→ Tasks to perform:
(a) Name each variation of the M1 microprocessor that the article on Apple's M1 Ultra below says Apple had developed by March 2022.
(b) Please write the next part of the article on Apple's M1 Ultra below, starting right after its final sentence.
— begin Selection —
Edge AI Evangelist’s Thoughts Vol.20: The Secrets of Apple’s M1 Ultra

Edge AI Evangelist’s Thoughts Vol.20: The Secrets Of Apple’s M1 Ultra

Hello everyone, this is Haruyuki Tago, Edge Evangelist at HACARUS’ Tokyo R&D center.

In this series of articles, I will share some insights from my decades of experience in the semiconductor industry and I will comment on various AI industry-related topics from my unique perspective.

In today’s volume, I want to present my findings on Apple’s M1 Ultra microprocessor and Mac Studio PC, which were announced in March of 2022. In this article, I will cover the specifications and performance of these technologies. Other topics will include the challenges of the M1 Ultra, the secrets behind the Apple Ultra Fusion, and how Apple went from the M1 to the M1 Ultra. 

The Apple M1 Ultra & Mac Studio PC

At an Apple event in March of 2022, Apple unveiled the M1 Ultra microprocessor and the Mac Studio PC [1][2]. The Mac Studio PC series are offered with several specification variants that use different configurations of microprocessors. Figure 1 shows a configuration that uses two M1 Ultra microprocessors to achieve high processing performance. This system is capable of playing back up to 18 8K ProRes 422 video streams while maintaining a lower power consumption. These power savings are shown in figure 2, where power consumption is plotted against CPU performance. Looking at the graph, these Macs use up to 90% less power (200W) than a comparable Windows PC. The Mac Studio PC is priced at $5,799 (excluding tax) and is marketed as a premium product for those who desire higher performance [4].

Figure 1 The Mac Studio using the M1 Ultra Microprocessor [2]

Figure 2 CPU performance vs power consumption (left): GPU performance vs power consumption (right) [1]

From the Apple M1 to the M1 Ultra

Apple first began its in-house development of microprocessors with the M1 model for the Mac, which was announced in November of 2020. By March 2022, four variations of the M1 microprocessor had been developed including the M1, M1 Pro, M1 Max, and the M1 Ultra. Looking at Figure 3, we can see the chip area, transistor count, layout, and other specs for each of these four chips [3]. 

Figure 3 Apple M1, M1 Pro, M1 Max, M1 Ultra Dies  [2], [5]

Figure 4 shows the specifications including the number of CPU cores. At the Apple event, four types of Apple Silicon were announced and PCs using them were released to the public. Looking at the development of PCs, the number of CPU, GPU, and accelerator cores all increase along with chip area. The memory bandwidth, another important factor in determining processing speed, has also doubled with the M1, M1 Pro, and M1 Max microprocessors (Figure 5).
— end Selection —
— begin Given information —
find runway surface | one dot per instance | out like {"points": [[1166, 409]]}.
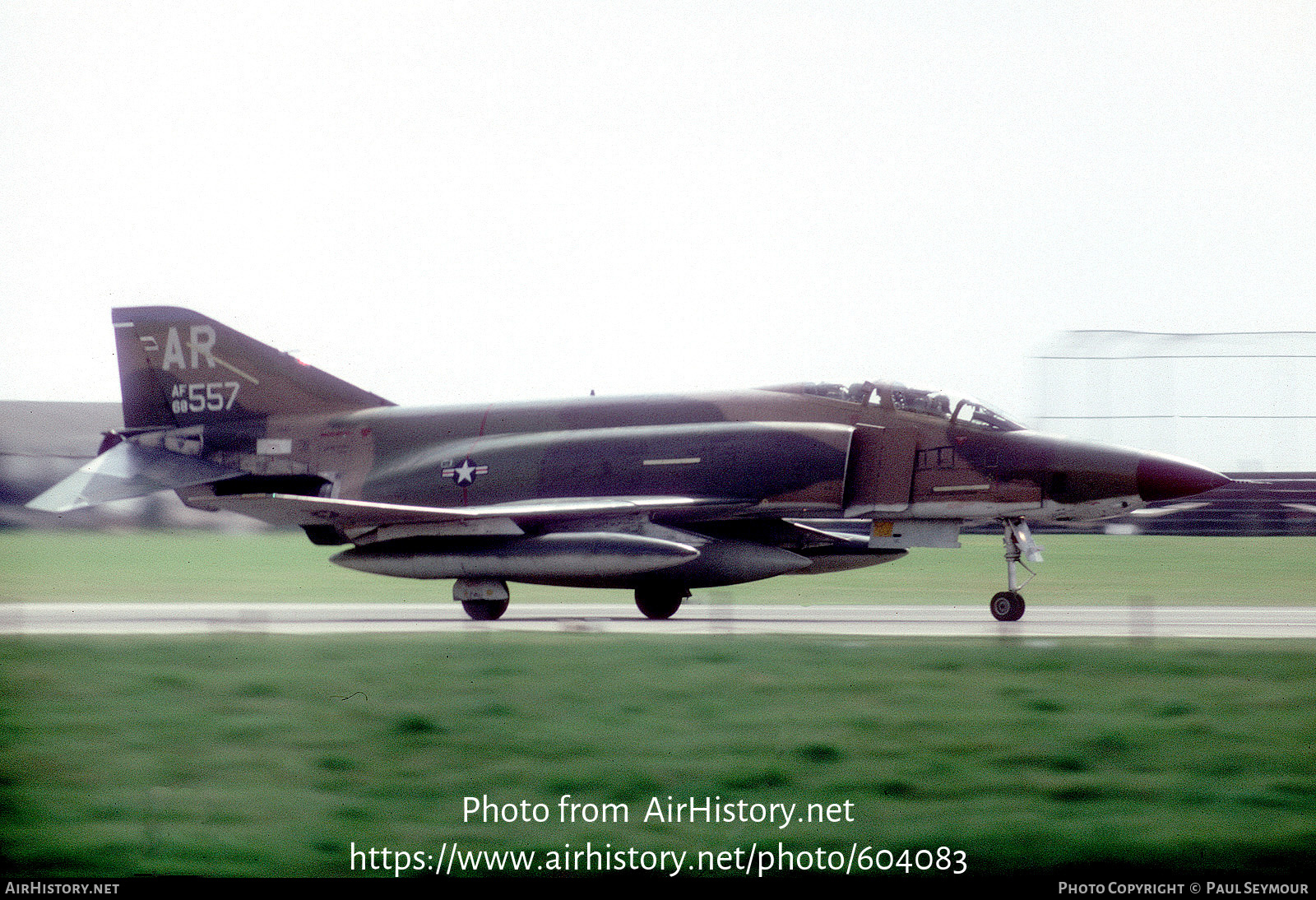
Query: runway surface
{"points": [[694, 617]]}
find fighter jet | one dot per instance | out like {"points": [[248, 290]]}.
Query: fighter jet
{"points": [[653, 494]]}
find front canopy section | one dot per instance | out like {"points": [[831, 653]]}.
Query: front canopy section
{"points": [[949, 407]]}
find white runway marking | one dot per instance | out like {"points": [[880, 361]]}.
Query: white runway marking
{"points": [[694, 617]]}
— end Given information —
→ Answer set:
(a) M1, M1 Pro, M1 Max, M1 Ultra

(b)
Chip Name→ M1 M1 Pro M1 Max M1 Ultra
CPU core count (note1) 4+4 8+2 8+2 16+4
GPU core count (note2) 8 16 32 64
AI accelerator core count 16 16 16 32
Main memory capacity 8GB 16GB 32GB 64GB
DRAM type LPDDR4x-4266 LPDDR5-6400 LPDDR5-6400 LPDDR5-6400
DRAM channel count 2 2 4 8
Total channel x  bits per channel 2ch x 64bit/ch 2ch x 128bit/ch 4ch x 128bit/ch 8ch x 128bit/ch
Memory bandwidth 68,2GB/s 204.8GB/s 409.6GB/s 819.2GB/s

Figure 4 Specifications of Apple M1, M1 Pro, M1 Max, M1 Ultra [5]

note1: Performance-core count + Efficiency-core count

note2: total implemented GPU cores which may include unactivated cores

Figure 5 Main memory capacity and memory bandwidth trends for the Apple M1, M1 Pro, M1 Max, and M1 Ultra [5]

Challenges of the M1 Ultra

Next, suppose that we are developing a microprocessor with twice the processing performance of the M1 Max, using the same TSMC N5 semiconductor manufacturing technology. The main difficulty is doubling the number of CPU and GPU cores, as well as the number of AI accelerators. Looking at the M1 Ultra, I think that there are two major challenges that Apple faced in its development.

Challenge 1: Overcoming the Chip Size Wall

For the manufacturing of chips using the TSMC 5nm process, 13.5nm extreme ultraviolet (EUV) light is used to etch patterns onto the surface of the wafer. In this process, a mask acts as the pattern that is etched onto the surface, where the exposure area is limited to a maximum width of 26 nm and a length of 33 nm, creating a total area of 858 square nm [6]. 

However, even if the chip could be contained within this limit, the large size of the chip would reduce the overall yield, increasing the manufacturing cost. Because of this, fitting multiple CPU chips within a single package is preferred instead.     

Challenge 2: Securing Unified Memory Access

In an Apple News release [1], the company stated, “This method allows the M1 Ultra to operate as a single chip and is recognized this way by the software, so developers don’t have to rewrite the code to take advantage of its performance.”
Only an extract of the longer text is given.